**EXERCISE**
Which lines in the data below contain the word "ring"? Find them and copy each one in full, treating uppercase and lowercase as different.

___ RECORDED DATA ___

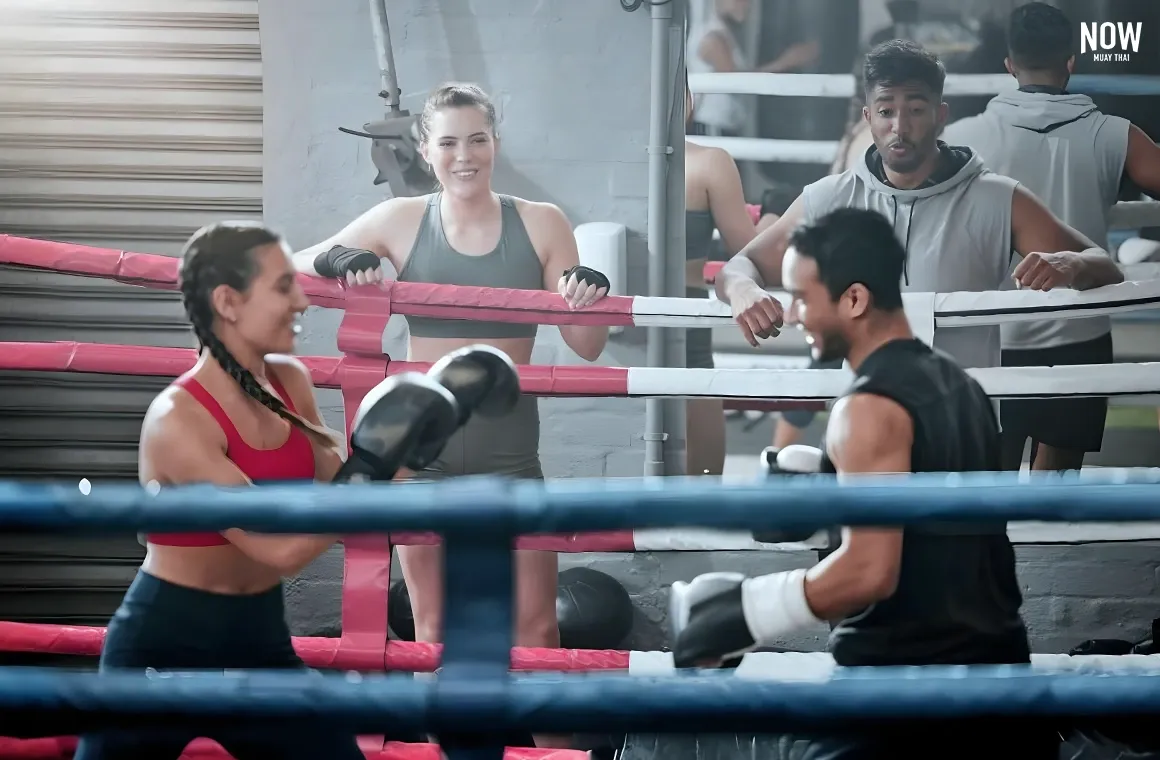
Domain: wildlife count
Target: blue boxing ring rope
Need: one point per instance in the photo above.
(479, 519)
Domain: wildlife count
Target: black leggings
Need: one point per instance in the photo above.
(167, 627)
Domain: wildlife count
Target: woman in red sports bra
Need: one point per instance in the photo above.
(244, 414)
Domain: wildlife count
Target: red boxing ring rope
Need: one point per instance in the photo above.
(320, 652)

___
___ RECORDED DATA ___

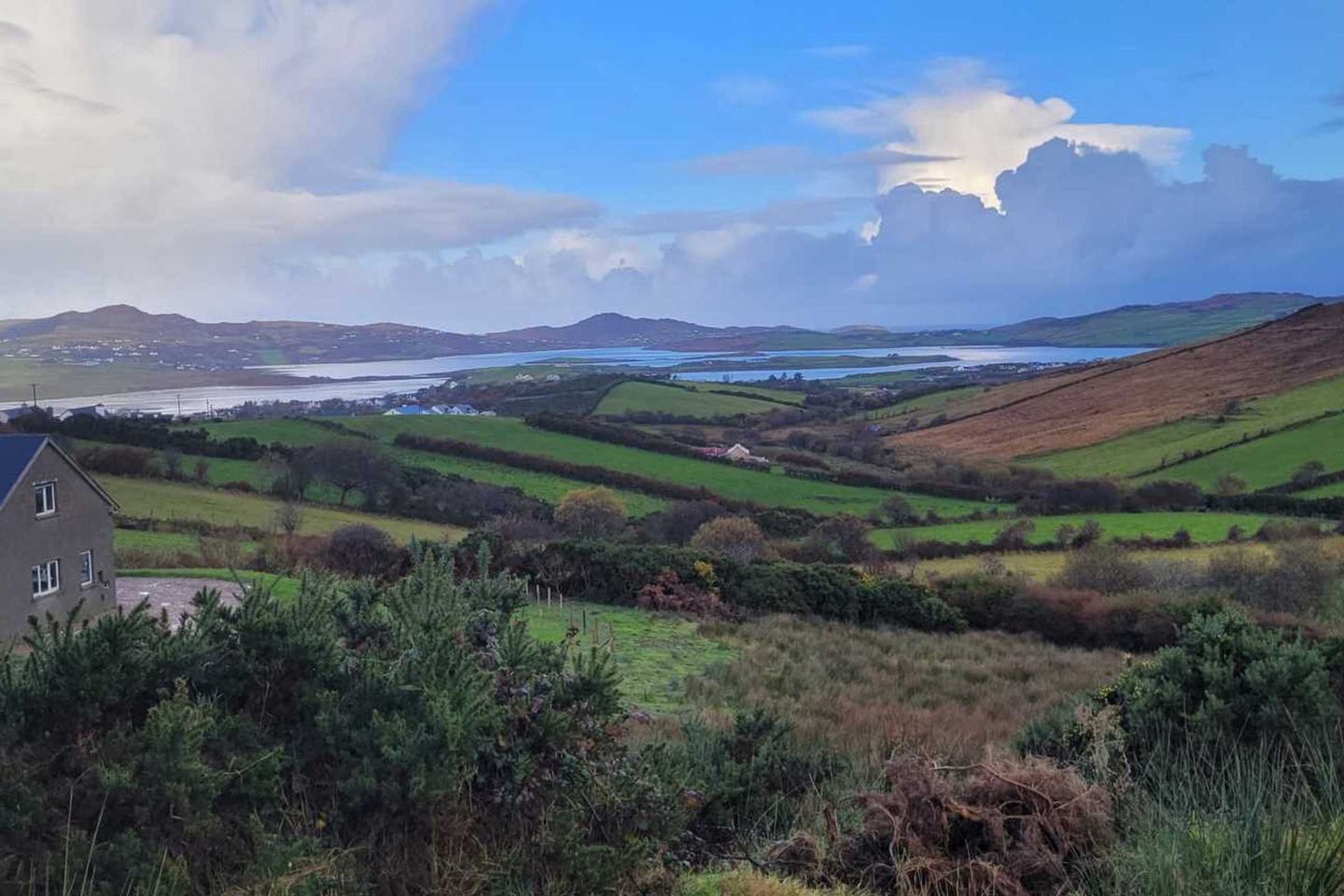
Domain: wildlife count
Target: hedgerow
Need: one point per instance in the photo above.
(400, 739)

___

**WORKED ANSWER**
Target: blue boxing ring rope
Target: red boxing ring rope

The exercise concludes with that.